Segmentation dataset excerpts
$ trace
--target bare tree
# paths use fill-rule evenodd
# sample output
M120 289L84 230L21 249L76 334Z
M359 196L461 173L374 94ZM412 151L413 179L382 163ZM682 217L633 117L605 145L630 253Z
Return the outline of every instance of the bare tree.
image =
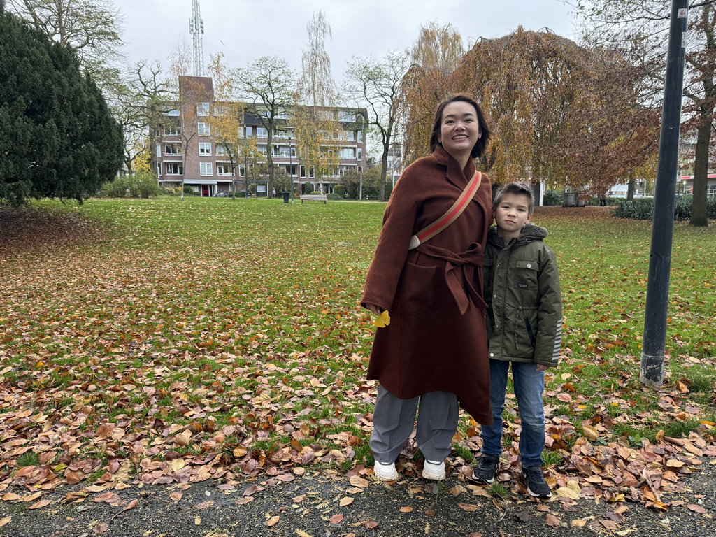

— Exercise objective —
Rewrite these lines with "dead tree" in place of "bare tree" and keep everything else the same. Leave the picture out.

— Answer to the exercise —
$ trace
--target dead tree
# paths use fill-rule evenodd
# sample output
M120 289L84 230L21 249L76 334Z
M359 196L461 173L374 94ZM412 151L413 179L382 163ZM682 217L633 117L605 145L630 253Z
Return the outline of every instance of the dead tree.
image =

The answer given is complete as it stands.